TASK GOAL: Each line below should be repeated exactly as written, with no pictures carried over.

RECORDS SUPPLIED:

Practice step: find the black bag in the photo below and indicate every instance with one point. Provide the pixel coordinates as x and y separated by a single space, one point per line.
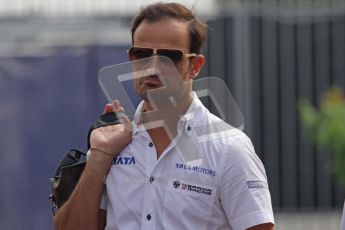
72 165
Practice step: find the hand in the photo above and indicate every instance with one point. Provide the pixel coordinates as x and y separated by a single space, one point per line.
112 139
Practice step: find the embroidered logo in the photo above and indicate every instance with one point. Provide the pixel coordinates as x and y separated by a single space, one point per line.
176 184
257 184
196 169
192 188
122 160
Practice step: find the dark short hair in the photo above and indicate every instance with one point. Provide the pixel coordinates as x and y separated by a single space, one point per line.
158 11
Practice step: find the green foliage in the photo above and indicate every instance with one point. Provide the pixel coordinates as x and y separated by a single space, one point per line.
326 127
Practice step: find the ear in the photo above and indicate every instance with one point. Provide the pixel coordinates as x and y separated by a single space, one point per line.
196 65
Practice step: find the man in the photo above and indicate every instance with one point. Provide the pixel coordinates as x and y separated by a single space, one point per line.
147 184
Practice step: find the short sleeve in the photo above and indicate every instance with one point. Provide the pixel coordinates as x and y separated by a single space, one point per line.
244 191
104 201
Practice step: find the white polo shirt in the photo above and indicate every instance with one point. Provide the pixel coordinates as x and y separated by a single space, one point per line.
227 191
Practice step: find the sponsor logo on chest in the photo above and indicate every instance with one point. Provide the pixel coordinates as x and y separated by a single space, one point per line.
196 169
124 160
192 188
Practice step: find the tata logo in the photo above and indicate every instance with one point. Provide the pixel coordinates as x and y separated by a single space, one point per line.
176 184
122 160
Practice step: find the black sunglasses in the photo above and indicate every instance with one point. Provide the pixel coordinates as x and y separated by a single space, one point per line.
137 53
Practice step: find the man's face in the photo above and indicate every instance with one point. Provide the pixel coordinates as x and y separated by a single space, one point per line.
163 34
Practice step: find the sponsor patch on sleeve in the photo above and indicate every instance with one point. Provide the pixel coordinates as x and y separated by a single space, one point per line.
257 184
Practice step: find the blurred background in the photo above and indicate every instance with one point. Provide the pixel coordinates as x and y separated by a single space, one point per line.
271 53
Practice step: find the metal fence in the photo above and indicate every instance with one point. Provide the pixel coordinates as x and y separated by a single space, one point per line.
270 61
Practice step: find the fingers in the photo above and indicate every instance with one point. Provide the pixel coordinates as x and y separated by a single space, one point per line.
127 123
117 106
108 108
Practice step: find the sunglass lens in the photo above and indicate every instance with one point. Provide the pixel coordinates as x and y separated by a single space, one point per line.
174 55
139 53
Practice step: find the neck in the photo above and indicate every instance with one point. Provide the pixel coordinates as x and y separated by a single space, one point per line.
163 133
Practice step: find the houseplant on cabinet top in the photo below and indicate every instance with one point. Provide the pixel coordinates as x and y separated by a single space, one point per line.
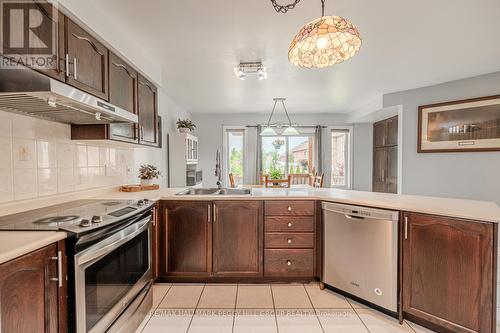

YOUR RESPONSE:
Practice step: find the black bag in the photo below and indicate every instance with one point. Provide the pixel coordinates as x and y separated by a single space, one point per line.
72 165
Practice step: find the hand in the photo above and indicate every instance with one point. Provide the pixel coordinates as x and y separated by a single space, one point per line.
112 139
Practice step: find the embroidered logo in the photo above and indicate every instance with one point. Provide the pixel coordinates as x and y separated by a single space, one point per line.
176 184
257 184
196 169
192 188
122 160
Practice step: find the dark short hair in the photo above and indicate every instance with one point. Provide the pixel coordinates as x and y separated by a single space, one point per line.
158 11
Practice step: find the green foliage in the photo above and indicate every instance with one point. Provide the pixel coordinates as x and y separated by a single space, one point per line.
326 127
Practice step: find the ear in the photo above and indicate every instance with one point. Provide the pixel coordinates as x and y separated by a single space, one point per line.
196 65
Practice step: find the man in the photo above and indicate every instance with one point. Provide the pixel coordinates as x and y separated by a single space, one point per line.
147 184
Practice step: find the short sleeve in the photo above and indicate every instance with one point. Provide the pixel coordinates as x and y separated by a single space, one point per line.
244 191
104 201
Practice step: find the white polo shirt in the photo above and indicate every instance with one point. Provide the pixel coordinates as x and y separated by a single space, one point per line.
227 191
Practice step: find the sponsor logo on chest in the photo above and indicate every instance with one point. Provide the pixel coordinates as x and y separated by a single space, one point per line.
196 169
124 160
192 188
Practice step: find the tata logo in the photo above and indicate every instance with one point. Provide the pixel coordinates as x and y separated by a single space, one point per line.
176 184
122 160
Practice step: find the black sunglasses in the photo above and indicate every instance with one point. Provide the pixel coordinates as x and y separated by a single space, one point per line.
137 53
Practice step: find the man's face in the photo above and indicate every instance with one point. Provide the pixel coordinates as x and y separated by a single space, one point per line.
163 34
Practice step: find the sponsor patch on sleeve in the photo above and indicate every instance with one point. Provide the pixel coordinates as x and y separated by a single space, one point per line.
257 184
Practice step: find the blurred background in the photo above and indicate every instance with one point. Provide the pixel coordinates as x and y separated by a single space, one point per line.
271 53
Practice step: find the metal fence in the photo above and indicate every instance with one point. Provide the pixel coordinates as x and y separated by a single space, one point per line.
270 61
Practice step: find the fingers in the photo above and indicate every instance with one point. Provide the pixel coordinates as x and y separated by a single space, one point per line.
127 123
117 106
108 108
Practice step: find the sunglass lens in the photo above and indicate every instance with one point. Provide the pixel coordinates as x and y separated by a single space, one point per line.
174 55
139 53
Practice step: find the neck in the photo above and indicate every instance with one point. Provide the pixel coordinates as x and y separated by a single space, one point per line.
163 133
Practice step: find the houseplant on cabinet top in the photo below and indicate every instance with one point. Provide the pixel coordinates as x and y separated by a single space, one point per line.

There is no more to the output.